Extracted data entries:
================================
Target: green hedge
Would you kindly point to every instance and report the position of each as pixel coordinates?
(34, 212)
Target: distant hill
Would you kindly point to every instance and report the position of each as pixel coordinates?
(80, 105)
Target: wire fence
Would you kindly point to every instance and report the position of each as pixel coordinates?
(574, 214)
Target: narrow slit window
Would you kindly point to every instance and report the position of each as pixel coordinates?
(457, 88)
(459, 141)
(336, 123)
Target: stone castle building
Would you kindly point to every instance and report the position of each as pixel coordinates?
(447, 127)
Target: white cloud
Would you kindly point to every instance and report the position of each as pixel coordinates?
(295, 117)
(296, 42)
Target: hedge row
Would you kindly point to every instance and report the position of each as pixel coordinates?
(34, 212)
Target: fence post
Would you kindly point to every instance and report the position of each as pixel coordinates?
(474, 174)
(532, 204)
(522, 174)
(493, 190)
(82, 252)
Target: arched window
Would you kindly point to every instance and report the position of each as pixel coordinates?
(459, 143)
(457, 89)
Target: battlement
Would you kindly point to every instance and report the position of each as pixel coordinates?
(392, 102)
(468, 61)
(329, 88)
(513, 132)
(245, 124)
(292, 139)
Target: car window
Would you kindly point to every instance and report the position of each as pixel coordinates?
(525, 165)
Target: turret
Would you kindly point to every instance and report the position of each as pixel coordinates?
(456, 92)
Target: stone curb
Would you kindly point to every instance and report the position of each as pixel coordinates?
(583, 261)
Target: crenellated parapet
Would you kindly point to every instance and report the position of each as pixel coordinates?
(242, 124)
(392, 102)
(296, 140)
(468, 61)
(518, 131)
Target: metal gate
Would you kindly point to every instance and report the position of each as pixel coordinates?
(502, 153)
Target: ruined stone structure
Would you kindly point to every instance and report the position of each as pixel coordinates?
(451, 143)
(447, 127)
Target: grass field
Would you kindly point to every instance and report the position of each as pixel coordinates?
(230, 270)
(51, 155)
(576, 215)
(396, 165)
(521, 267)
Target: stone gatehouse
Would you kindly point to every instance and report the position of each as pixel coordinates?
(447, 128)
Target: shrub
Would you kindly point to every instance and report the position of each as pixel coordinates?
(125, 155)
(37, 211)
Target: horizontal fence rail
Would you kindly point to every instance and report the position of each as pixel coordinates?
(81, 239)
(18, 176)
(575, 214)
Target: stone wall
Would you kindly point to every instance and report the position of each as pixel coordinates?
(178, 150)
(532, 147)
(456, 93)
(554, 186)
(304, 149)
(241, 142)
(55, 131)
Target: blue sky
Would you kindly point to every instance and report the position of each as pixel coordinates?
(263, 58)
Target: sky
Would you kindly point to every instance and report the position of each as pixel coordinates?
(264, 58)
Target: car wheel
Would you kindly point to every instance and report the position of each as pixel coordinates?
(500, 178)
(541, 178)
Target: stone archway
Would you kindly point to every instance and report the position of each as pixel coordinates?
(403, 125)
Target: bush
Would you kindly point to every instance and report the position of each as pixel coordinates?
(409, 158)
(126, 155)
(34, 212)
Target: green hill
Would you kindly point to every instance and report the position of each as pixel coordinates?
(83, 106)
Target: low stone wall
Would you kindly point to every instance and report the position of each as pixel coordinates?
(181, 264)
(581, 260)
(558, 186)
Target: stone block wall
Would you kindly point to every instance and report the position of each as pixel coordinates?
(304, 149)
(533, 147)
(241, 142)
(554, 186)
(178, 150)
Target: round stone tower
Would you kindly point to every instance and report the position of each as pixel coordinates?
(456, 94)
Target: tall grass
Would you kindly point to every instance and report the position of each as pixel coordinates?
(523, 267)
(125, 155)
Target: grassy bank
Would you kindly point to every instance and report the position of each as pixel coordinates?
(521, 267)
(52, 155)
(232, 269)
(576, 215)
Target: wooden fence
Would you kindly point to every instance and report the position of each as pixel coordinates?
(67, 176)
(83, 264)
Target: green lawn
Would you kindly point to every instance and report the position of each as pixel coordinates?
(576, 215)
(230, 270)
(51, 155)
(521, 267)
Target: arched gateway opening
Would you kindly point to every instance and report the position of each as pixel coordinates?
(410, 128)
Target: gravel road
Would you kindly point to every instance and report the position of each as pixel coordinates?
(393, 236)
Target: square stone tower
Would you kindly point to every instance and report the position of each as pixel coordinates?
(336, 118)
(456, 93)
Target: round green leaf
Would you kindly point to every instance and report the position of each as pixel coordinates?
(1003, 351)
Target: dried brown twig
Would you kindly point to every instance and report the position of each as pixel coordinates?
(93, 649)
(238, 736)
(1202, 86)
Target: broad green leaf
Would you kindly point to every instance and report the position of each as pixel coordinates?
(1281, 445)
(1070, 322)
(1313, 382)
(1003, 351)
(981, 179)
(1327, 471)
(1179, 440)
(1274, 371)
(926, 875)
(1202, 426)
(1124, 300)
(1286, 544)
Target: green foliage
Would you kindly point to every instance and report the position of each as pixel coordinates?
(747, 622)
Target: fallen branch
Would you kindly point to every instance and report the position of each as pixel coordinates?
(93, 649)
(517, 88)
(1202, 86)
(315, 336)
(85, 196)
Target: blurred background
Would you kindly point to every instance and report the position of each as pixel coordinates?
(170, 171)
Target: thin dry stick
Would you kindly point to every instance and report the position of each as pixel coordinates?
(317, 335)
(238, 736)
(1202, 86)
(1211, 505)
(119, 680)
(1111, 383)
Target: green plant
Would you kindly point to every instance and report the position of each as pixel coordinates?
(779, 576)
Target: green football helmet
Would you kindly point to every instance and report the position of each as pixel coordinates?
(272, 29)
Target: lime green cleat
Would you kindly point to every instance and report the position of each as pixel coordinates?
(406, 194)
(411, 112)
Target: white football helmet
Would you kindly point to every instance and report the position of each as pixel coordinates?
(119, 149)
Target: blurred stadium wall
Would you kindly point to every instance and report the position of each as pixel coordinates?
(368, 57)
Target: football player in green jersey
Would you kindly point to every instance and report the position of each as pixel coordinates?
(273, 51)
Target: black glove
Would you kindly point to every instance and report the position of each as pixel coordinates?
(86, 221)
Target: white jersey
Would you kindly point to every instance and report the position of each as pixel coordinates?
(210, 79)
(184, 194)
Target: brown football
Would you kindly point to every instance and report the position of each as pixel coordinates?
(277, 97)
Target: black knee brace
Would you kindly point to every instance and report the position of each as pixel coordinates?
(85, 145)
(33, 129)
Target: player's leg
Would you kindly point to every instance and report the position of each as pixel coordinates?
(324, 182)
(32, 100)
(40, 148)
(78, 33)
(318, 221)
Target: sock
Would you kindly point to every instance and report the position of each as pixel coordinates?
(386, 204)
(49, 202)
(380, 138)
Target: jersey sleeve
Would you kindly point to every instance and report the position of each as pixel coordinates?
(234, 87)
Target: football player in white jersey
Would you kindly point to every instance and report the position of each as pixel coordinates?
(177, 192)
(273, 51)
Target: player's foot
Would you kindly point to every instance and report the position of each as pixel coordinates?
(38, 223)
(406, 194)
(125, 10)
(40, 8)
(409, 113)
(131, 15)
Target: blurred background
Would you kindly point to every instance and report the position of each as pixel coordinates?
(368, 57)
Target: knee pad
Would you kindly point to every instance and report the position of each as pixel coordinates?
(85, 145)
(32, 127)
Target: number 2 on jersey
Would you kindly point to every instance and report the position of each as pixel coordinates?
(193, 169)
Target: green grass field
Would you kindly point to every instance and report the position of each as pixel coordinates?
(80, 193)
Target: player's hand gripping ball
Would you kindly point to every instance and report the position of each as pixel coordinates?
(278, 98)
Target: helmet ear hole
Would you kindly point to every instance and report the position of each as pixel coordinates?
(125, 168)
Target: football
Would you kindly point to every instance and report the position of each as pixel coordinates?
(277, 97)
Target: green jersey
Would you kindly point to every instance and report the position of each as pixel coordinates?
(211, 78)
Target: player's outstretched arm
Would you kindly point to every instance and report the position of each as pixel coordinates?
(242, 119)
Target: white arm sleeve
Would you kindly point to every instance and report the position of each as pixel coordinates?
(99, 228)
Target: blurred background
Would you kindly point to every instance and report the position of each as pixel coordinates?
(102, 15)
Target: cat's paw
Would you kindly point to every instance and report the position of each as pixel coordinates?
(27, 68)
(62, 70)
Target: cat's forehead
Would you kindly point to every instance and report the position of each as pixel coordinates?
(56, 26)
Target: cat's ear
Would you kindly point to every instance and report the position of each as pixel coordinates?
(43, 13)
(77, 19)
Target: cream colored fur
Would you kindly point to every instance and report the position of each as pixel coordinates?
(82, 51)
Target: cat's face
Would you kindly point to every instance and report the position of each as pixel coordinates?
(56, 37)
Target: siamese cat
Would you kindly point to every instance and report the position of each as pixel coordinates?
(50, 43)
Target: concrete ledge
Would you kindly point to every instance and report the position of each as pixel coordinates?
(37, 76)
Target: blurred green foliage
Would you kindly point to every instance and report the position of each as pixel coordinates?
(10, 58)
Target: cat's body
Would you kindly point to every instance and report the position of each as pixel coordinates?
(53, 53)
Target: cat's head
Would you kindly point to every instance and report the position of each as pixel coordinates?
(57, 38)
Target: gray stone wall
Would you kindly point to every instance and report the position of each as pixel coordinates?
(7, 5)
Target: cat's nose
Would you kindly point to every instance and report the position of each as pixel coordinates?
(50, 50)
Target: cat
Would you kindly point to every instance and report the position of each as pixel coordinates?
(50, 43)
================================
Task directions
List all lines above in which the string "leaf" appears.

Response
Target: round green leaf
Target: broad green leaf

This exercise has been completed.